● **Task objective**
Please transcribe the data exactly as shown, skipping the images.

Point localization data

Segment Open

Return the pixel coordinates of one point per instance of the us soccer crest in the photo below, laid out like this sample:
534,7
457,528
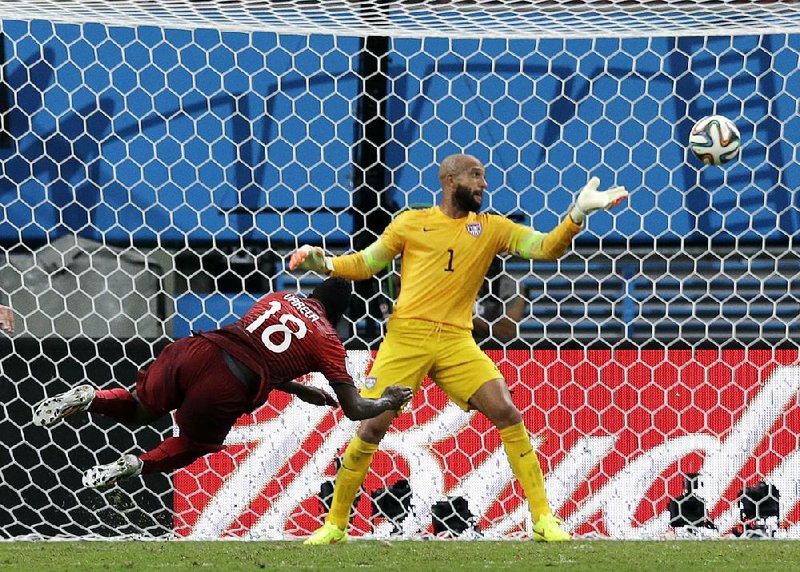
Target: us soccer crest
474,228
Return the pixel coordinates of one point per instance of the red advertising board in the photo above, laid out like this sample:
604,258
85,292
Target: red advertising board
616,432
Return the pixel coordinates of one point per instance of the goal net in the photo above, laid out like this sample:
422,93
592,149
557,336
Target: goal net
160,160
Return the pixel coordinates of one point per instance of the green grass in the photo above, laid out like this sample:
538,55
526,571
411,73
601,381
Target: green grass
403,556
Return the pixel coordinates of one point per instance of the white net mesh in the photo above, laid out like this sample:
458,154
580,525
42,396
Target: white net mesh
155,178
432,18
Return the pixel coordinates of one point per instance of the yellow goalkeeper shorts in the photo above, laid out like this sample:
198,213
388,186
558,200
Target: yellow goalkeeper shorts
413,349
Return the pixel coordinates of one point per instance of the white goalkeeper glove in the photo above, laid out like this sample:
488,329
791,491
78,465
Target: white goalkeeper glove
590,199
311,258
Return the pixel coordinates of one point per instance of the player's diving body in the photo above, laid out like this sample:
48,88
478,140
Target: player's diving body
446,251
211,379
6,319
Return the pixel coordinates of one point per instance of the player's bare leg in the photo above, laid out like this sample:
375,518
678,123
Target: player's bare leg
355,464
494,400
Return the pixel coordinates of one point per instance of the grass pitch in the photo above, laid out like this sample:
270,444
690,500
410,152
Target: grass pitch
406,556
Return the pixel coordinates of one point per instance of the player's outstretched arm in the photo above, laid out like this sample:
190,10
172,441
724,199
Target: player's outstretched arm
6,319
357,408
308,393
358,266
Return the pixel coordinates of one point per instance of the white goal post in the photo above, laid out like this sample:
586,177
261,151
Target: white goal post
160,158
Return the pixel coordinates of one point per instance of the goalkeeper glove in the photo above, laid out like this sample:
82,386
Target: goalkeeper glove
590,199
311,258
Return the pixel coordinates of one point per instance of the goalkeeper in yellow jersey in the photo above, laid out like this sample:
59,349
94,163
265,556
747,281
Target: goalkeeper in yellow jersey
447,250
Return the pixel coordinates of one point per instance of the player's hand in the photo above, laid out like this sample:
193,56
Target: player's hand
590,199
6,319
316,396
397,396
311,258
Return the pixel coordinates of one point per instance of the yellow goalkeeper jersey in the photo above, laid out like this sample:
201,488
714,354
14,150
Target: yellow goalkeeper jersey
445,260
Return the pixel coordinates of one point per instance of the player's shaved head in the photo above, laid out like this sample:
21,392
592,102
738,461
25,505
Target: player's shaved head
457,164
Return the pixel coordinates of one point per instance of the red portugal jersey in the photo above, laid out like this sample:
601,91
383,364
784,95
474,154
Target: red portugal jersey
282,337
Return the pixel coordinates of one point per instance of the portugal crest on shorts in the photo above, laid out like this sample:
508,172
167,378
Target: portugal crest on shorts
474,228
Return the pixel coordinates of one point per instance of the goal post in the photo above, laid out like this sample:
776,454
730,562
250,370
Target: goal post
160,159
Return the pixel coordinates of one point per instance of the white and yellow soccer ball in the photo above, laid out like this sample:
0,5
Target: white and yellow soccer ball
715,140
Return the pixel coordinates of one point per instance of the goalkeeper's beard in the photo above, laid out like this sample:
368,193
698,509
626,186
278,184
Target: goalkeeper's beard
464,201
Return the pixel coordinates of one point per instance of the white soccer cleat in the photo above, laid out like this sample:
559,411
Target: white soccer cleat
106,475
55,408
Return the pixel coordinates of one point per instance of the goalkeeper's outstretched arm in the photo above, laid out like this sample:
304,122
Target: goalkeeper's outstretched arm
534,245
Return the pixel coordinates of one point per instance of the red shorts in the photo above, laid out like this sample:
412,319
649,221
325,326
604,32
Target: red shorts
191,378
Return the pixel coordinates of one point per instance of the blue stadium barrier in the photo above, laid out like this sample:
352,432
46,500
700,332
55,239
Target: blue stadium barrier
196,127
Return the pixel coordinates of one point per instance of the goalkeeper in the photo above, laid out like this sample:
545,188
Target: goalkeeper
446,252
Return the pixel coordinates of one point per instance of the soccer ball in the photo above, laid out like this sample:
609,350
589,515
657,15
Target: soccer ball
715,140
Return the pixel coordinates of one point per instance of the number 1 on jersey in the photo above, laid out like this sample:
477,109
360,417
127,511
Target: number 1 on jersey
450,261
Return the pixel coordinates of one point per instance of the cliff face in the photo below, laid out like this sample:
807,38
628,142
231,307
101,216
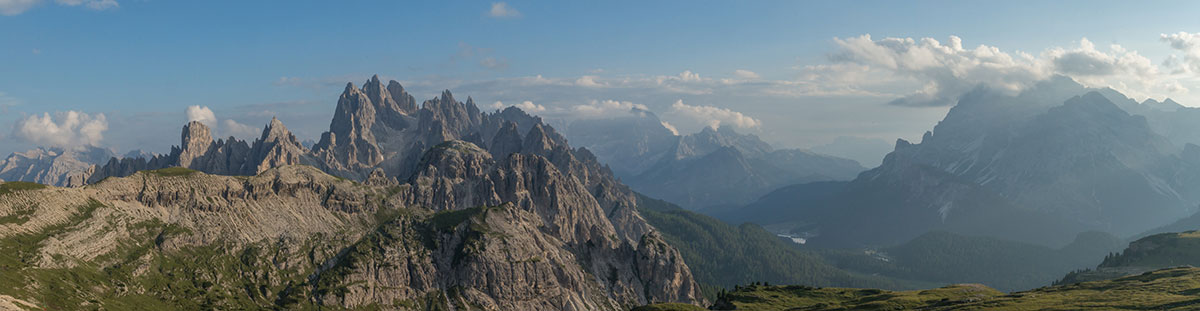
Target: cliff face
457,208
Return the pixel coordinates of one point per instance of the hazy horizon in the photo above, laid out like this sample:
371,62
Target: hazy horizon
798,75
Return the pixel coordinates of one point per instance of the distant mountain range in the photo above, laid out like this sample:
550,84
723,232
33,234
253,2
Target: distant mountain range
54,166
714,167
1041,167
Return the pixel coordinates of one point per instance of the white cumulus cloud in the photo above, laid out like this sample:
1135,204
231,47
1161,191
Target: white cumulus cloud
502,10
745,75
605,108
90,4
526,106
65,129
1188,43
239,130
202,114
713,117
671,127
945,70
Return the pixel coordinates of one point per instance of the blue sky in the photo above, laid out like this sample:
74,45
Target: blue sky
142,63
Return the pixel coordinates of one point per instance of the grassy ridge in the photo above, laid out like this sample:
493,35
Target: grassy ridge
723,256
1177,288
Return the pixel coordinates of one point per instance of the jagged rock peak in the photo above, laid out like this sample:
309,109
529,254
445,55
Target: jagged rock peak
406,101
454,159
195,142
276,131
507,141
349,89
538,139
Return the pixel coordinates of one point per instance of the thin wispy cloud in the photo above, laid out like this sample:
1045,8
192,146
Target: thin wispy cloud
13,7
502,10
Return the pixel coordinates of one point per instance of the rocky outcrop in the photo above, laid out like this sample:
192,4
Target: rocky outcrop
487,216
469,231
197,150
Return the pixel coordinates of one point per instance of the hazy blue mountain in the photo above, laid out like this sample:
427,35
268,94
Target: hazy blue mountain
628,144
868,151
714,167
1038,167
53,166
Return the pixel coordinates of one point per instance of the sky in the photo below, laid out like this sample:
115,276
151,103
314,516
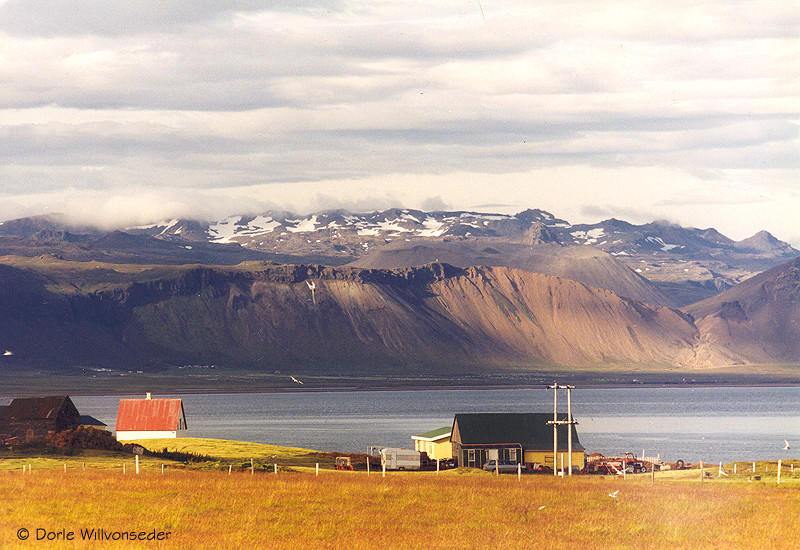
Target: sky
127,112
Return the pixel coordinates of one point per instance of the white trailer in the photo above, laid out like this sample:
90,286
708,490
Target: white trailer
400,459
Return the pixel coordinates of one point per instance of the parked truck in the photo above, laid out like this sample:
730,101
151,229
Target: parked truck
400,459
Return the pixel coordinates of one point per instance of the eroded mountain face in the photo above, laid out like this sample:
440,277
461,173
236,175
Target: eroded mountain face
659,263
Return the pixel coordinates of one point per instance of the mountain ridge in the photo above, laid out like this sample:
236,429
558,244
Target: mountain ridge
676,266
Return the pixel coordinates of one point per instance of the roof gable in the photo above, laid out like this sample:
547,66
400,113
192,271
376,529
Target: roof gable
150,415
40,408
434,435
531,430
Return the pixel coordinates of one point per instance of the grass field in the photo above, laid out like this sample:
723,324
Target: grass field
208,508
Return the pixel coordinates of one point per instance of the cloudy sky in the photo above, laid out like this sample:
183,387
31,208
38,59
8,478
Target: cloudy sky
131,111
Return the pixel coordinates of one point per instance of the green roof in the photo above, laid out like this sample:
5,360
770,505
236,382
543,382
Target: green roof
531,430
438,433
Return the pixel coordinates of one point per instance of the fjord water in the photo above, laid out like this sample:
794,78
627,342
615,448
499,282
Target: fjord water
713,424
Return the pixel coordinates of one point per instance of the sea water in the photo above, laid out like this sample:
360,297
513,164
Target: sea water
713,424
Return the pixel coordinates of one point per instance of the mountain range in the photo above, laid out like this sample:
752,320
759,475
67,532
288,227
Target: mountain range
399,290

Segment Closed

● **Exercise result**
Return the pixel coordinates of one point per instance of the us soccer crest in the photo below, laid out like this sample:
534,7
457,528
Target: us soccer crest
474,228
Return the pixel coordinates of one point per instance of the red advertising board in the photo above, laid out like this sample:
604,258
85,292
Target: red advertising board
616,432
Return the pixel coordinates of one point per instance of the goal net in the photo above, laid out like this sample:
422,93
592,149
557,336
Target: goal net
160,160
Return the pixel coordinates of one point per instance of the green grass in the photo above, laid out like this sample:
538,55
526,571
411,73
601,381
Target: green grass
403,556
Return the pixel coordinates of one point per instance of the white net mesh in the photo above, laid out like this sample:
458,154
580,525
42,396
Target: white net mesh
155,178
432,18
Return the pixel coordinates of one point per instance of the yellow goalkeeper shorts in the photo above, laid out like this sample:
198,213
388,186
558,200
Target: yellow goalkeeper shorts
413,349
Return the pixel coordinates of one point per instance of the white goalkeeper glove in the photo above, laid out like this sample:
488,329
791,491
78,465
Target: white goalkeeper glove
590,199
311,258
Return the pixel coordinates of one point per instance of the player's diving body in the photo above, laid out like this sample:
48,88
478,140
Target: player's diving body
446,251
211,379
6,319
Return the pixel coordinates of one point per instance of the player's bare leg in the photo above, laid out like this sample:
375,518
678,123
Target: player's bare leg
355,464
494,400
Return the pixel coordinates of one point per instance of the grass pitch in the photo above, laid out like this sample:
270,444
690,500
410,152
Target: grass pitch
406,556
Return the pixel coordinates of one point per instance of the player's outstretched arm in the photo above, laid out like this sample:
190,10
172,441
724,199
Target: player's outstretched arm
6,319
357,408
308,393
358,266
Return the pixel coordinates of one point per instance of the white goal post in the photo above, laid out like this sample:
586,177
261,151
Target: white goal post
160,158
Return the pixel coordinates of one point per instance of the goalkeeper glove in the photo above, laid out like this sample:
82,386
Target: goalkeeper glove
590,199
311,258
Return the pixel coordinates of one point per instance of the goalkeeper in yellow jersey in the photo above, laid out like this sample:
59,349
94,163
265,556
747,281
Target: goalkeeper in yellow jersey
447,250
Return the pixel coordinates of one point per instance of the player's hand in the photo above, laid out like this sample:
193,56
Target: player's hand
590,199
6,319
316,396
397,396
311,258
Return the pixel coordinates of one point per instance of the yellow goalkeeper jersey in the photo above, laid out like this sample:
201,488
714,354
14,150
Target: yellow goalkeeper jersey
445,260
Return the pixel coordinates of one point per instance of the player's shaved head in the photo above, laid out like this sample:
21,392
592,102
738,461
25,505
Target: player's shaved head
457,164
Return the pixel coordinates of one point per instance of the red portugal jersey in the photo above, laid out like this sample:
601,91
383,364
784,95
474,154
Target: red portugal jersey
282,337
Return the pixel coordinates of one point per instance of the portugal crest on shorts in the photo above, laid out like this sample:
508,172
167,378
Target: portugal crest on shorts
474,228
Return the pixel coordinates of one point per instance of the goal post in the photo above, laid out like this sample:
776,454
730,562
250,370
Target: goal post
160,159
Return the pixel coordinates of one point per instance of the white and yellow soccer ball in the photo above, laid out like this sample:
0,5
Target: white and yellow soccer ball
715,140
Return the pixel coordinates of one point per instance of the goalkeeper's beard in the photo above, laid out like this sample:
368,193
698,509
626,186
278,184
Target: goalkeeper's beard
464,201
Return the pixel coordinates of one point per instance of the white soccer cleat in the photo above, laid out like this sample:
559,411
Target: white soccer cleat
106,475
55,408
Return the pixel coordinates of one point per instance of the goalkeeper's outstretched arm in the photo above, laid out like this sample:
304,122
Target: goalkeeper's outstretched arm
534,245
Return the pixel coordinates of one point per instance of the red shorts in the photo above, laid out like this sample:
412,319
649,221
325,326
604,32
Target: red shorts
191,378
Return the pixel coordinates of one point per instance of the blue stadium barrier in the photo above, laid out like this sample:
352,432
46,500
700,332
55,239
Target: blue stadium barrier
196,127
Return the pixel coordinates of one point per instance of the goalkeeper in the photo above, laid out like this sample:
545,188
Target: goalkeeper
446,252
Return the pixel coordinates of one point per instance of the soccer ball in the photo above, laid out like this sample:
609,350
589,515
657,15
Target: soccer ball
715,140
Return the pixel coordinates of one point per instance of the number 1 on jersey in the photo above, laid out like this sample:
477,109
360,417
127,511
Target: number 1 on jersey
450,261
Return the pixel coordinates of one point per instance of the cliff face in the photo below, laid out like this sample:
807,38
628,142
231,307
101,216
Target: cliff face
457,208
Return the pixel coordinates of one point per instance of the hazy horizon in the photo above, laid out like this sample:
371,62
Target: hazy horizon
798,75
Return the pixel coordinates of one point per instance of the distant mountain range in the photo above, laid out like this sample:
550,84
723,232
33,234
253,2
Target: distant mountain range
54,166
714,167
1041,167
Return the pixel coordinates of one point per instance of the white cumulus cloud in the photo above, laid out like this sample:
1135,204
231,47
1161,191
Target: white cumulus cloud
502,10
745,75
605,108
90,4
526,106
65,129
1188,43
239,130
202,114
713,117
671,127
945,70
Return the pixel coordinates of one point per instance of the blue sky in the photo above, laid out like this sample:
74,45
Target: blue sky
142,63
Return the pixel coordinates of one point per instance of the grassy ridge in the photo above, laid out like this sample:
493,35
Target: grassy ridge
723,256
1177,288
Return the pixel coordinates of one point per instance of the jagged rock peak in the photo above, laid out like this sample:
309,109
529,254
445,55
Target: jagged rock peak
406,101
454,159
195,142
276,131
507,141
349,89
538,139
Return the pixel coordinates of one point per instance of the thin wispy cloud in the photo above, laid out like this sample:
1045,8
192,146
Target: thin wispy cloud
13,7
502,10
Return the pixel coordinates of one point per instance of the rocky outcrop in the photo above, laid out like this sample:
192,4
Target: rocky outcrop
487,216
469,231
197,150
Return the pixel coordinates of one point per instance of the hazy blue mountain in the photo above, laid out like this sample:
427,35
268,94
Target: hazy blue mountain
628,144
868,151
714,167
1038,167
53,166
Return the pixel coordinates of one point per instance of the sky in the photo below, laid out like this sample:
115,276
151,103
314,516
Target: sky
127,112
Return the pixel coordinates of one point per instance of the white trailer in the photo above, laid out like this sample:
90,286
708,490
Target: white trailer
400,459
Return the pixel coordinates of one point per instance of the parked truck in the photo above, laid out like this sample:
730,101
151,229
Target: parked truck
400,459
Return the pixel coordinates of one point per instance of the eroded mountain face in the photo above, laid out like this sample:
440,277
461,173
236,175
Target: eroded mountain face
659,263
Return the pixel coordinates of one point per instance of the mountain ridge in the photo above, laid out like this sample:
236,429
558,244
Target: mountain ridge
676,266
Return the pixel coordinates of one point per instance of the roof gable in the photo above, laid out like this sample:
547,66
400,113
192,271
376,529
Target: roof gable
150,415
40,408
434,435
531,430
Return the pixel coordinates of one point per instance of the grass field in the photo above, laid out like this sample:
723,324
Target: grass field
208,508
Return the pixel coordinates of one point per instance of the cloudy sky in the photo above, laid out like this sample:
183,387
31,208
38,59
8,478
Target: cloudy sky
131,111
Return the pixel coordinates of one point per instance of the green roof in the photo above, laid out like this sample:
5,360
770,505
236,382
543,382
Target: green roof
531,430
438,433
Return the pixel coordinates of one point per instance of the fjord water in the photo above, laid out like this sample:
794,78
627,342
615,448
499,282
Target: fjord water
713,424
Return the pixel coordinates of one point per instance of the sea water in the photo above, laid out like this sample:
360,297
513,164
Target: sea water
713,424
Return the pixel coordinates of one point per instance of the mountain range in the photo above, laid out like this sample:
752,320
759,475
67,532
288,227
Target: mountain range
399,290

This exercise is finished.